### TASKS AND EXERCISES
1. Write out word for word the passage in the article below on the memorial for David Lewis, starting with "The program is" and going on through "for those attending.".
2. Extend the news article below about the East Palo Alto gathering for David Lewis, picking up right after its last sentence.

### DOCUMENT SEGMENT
^^^^^^^^^^^^^^^^
He was the boy on someone's baseball team; the drug addict nicknamed "Funky Rat" who did years in prison; and ultimately he was a giant in his own time.
That's how community members remembered slain East Palo Alto leader David Lewis Thursday evening, when hundreds gathered at "Free at Last," the center he co-founded to help the city's addicts end their personal death spiral and destructive impact on the community.
Ironically, the meeting was originally planned to discuss the impending closure of another of Lewis' achievements: the East Palo Alto Parole Reentry Program, which supplied ex-convicts with a support network of housing, drug treatment, education, mental health assistance and job training and placement to help break the cycle of returning to prison.
The program is about to run out of funding from a state Department of Corrections grant and is scheduled to close June 23 unless more funding can be found.
But Lewis' death on Wednesday -- when he was gunned down in a parking garage at San Mateo's Hillsdale Shopping Center in broad daylight -- turned the evening into a memorial service and mutual-support meeting for those attending.
Lewis was shot in the back after an argument with an unknown assailant, according to police. His death sent shock waves throughout East Palo Alto and many other parts of the country where his influence was felt, speakers said.
"David Lewis is not a bad man and he's not supposed to be dead," said friend Wilber Jackson, summing up the shock and bewilderment of many in the community.
^^^^^^^^^^^^^^^^
### SOURCE INFORMATION
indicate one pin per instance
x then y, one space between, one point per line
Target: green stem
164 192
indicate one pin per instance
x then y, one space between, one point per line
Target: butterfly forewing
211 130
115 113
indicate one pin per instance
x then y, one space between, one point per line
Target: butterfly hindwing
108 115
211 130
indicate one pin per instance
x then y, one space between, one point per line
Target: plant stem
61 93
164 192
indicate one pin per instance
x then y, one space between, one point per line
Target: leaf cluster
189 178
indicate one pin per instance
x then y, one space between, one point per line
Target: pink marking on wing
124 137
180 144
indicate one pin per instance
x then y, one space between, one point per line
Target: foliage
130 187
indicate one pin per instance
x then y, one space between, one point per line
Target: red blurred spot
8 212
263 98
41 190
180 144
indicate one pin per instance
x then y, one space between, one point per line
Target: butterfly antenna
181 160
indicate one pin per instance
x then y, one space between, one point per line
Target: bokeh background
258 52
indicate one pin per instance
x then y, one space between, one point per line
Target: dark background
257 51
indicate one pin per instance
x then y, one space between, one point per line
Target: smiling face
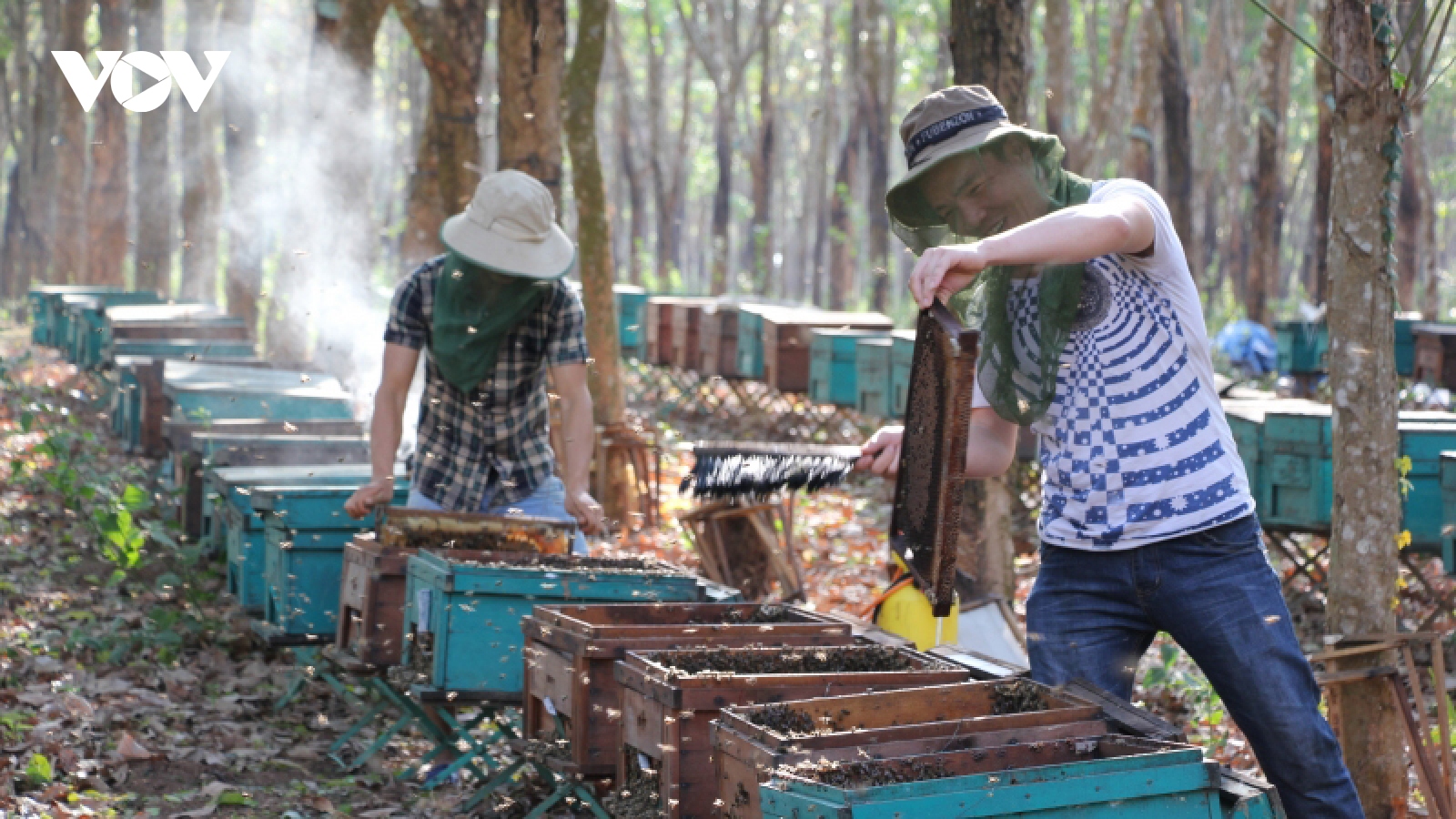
987 191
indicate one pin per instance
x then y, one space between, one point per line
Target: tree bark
1060 106
1269 165
817 203
990 46
155 196
628 157
108 198
594 241
531 47
1318 281
450 41
667 157
761 174
875 91
24 247
245 242
1363 559
69 259
1177 130
201 175
1140 153
724 53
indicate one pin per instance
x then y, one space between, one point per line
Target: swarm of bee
1018 697
790 661
784 719
868 774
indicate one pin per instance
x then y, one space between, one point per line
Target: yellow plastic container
907 612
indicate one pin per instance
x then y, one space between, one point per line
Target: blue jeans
550 500
1092 615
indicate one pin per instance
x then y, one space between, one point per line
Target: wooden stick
1423 773
1443 712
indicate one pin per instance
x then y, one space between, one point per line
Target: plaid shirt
494 440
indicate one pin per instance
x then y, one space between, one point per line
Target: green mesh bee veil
1021 337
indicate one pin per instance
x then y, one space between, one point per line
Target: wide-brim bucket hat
951 123
510 227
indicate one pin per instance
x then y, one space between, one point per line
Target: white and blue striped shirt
1135 448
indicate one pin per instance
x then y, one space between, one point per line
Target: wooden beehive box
752 742
371 601
572 649
788 339
666 714
1063 778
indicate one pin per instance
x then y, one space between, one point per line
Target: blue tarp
1249 346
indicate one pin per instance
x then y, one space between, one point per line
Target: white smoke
319 157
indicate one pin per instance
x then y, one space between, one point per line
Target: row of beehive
1286 446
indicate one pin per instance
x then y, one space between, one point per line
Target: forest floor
130 685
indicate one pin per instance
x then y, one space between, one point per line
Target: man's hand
587 511
369 496
945 271
881 452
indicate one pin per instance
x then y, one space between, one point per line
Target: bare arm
386 429
1067 237
581 438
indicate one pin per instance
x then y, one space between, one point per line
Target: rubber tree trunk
1140 152
1177 130
25 217
623 118
69 254
531 48
450 41
201 172
1060 104
1318 281
108 198
874 101
245 241
669 152
1269 165
990 44
594 242
759 251
1363 555
155 196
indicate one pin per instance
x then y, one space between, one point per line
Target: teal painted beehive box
750 341
874 365
87 324
465 611
834 370
1423 513
631 319
1405 347
1449 511
46 305
238 528
1302 346
305 532
1092 777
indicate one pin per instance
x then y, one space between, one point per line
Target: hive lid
926 515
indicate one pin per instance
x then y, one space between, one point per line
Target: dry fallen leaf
130 749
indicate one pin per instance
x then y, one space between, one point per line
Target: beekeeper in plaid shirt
495 315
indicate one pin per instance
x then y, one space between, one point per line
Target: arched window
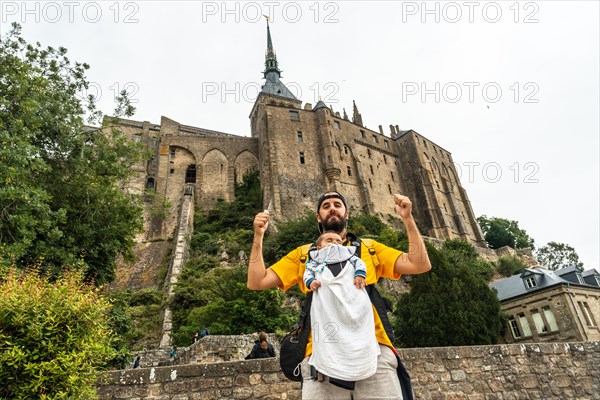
190 174
150 183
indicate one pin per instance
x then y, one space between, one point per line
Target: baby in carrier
332 254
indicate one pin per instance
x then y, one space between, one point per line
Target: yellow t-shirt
381 265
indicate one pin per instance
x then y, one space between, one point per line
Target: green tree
499 232
54 337
227 307
452 304
557 255
60 199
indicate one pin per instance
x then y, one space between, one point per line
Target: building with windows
551 306
301 151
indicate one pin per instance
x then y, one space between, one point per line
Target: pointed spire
272 73
271 64
356 117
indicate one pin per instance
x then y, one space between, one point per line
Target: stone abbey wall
517 371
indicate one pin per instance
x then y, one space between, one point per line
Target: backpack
293 345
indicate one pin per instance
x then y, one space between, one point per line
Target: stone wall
527 371
209 349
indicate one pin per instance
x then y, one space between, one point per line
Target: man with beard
382 262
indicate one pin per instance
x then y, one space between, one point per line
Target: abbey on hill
300 152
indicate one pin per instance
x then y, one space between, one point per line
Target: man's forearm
256 264
417 252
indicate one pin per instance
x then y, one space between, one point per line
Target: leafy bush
452 304
364 224
54 337
227 307
145 296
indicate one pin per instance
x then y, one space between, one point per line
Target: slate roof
275 87
514 286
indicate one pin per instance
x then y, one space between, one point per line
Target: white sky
517 83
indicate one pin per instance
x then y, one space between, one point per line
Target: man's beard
337 225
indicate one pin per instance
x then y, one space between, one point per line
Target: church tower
304 151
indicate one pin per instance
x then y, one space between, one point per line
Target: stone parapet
540 371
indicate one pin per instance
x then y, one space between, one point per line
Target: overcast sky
511 89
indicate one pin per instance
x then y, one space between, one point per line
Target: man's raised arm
416 261
259 277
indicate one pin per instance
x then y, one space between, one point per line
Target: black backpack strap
304 326
382 309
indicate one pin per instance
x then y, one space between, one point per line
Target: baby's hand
359 282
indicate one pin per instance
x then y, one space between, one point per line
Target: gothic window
150 183
550 318
514 328
190 174
524 325
540 326
587 313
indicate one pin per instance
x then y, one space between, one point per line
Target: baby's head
328 238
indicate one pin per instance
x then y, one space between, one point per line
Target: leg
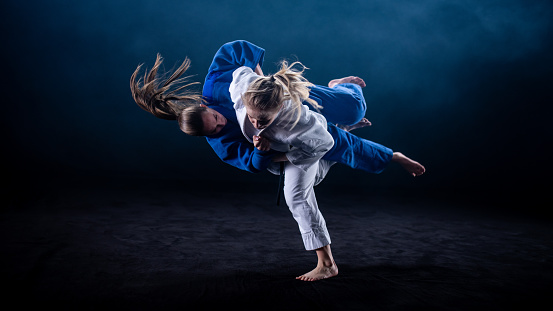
326 267
350 79
300 197
342 104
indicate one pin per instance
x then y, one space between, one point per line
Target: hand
261 143
281 157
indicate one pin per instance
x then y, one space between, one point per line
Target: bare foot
319 273
363 123
350 79
413 167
^^^^^^^^^^^^^^^^
### LIST OF ANSWERS
1.
The program is about to run out of funding from a state Department of Corrections grant and is scheduled to close June 23 unless more funding can be found.
But Lewis' death on Wednesday -- when he was gunned down in a parking garage at San Mateo's Hillsdale Shopping Center in broad daylight -- turned the evening into a memorial service and mutual-support meeting for those attending.

2.
"He's become a giant among giants. He sits at the table with Ph.D.s; he got a diploma in prison," he said.
Sue Simmons recalled that she spent 40 years addicted to heroin. She lived in bushes next to U.S. Highway 101. Lewis would bring her clean clothes in the bushes, trying to convince her that she could overcome her addiction, she said. He never gave up, she said.
"In February, when I was in the hospital with botulism, he said, 'You died and came back and God gave you another chance,'" she recalled. And she said she finally entered rehabilitation in April.
More than 100 people formed large circles that encompassed the room. They held hands, reciting a prayer in a display of collective strength.
"Someone meant this to be an evil deed and look what happened," said Vicki Smothers, co-founder of Free at Last. "The evidence of his love is your presence here today.
"We want to make sure his legacy lives on."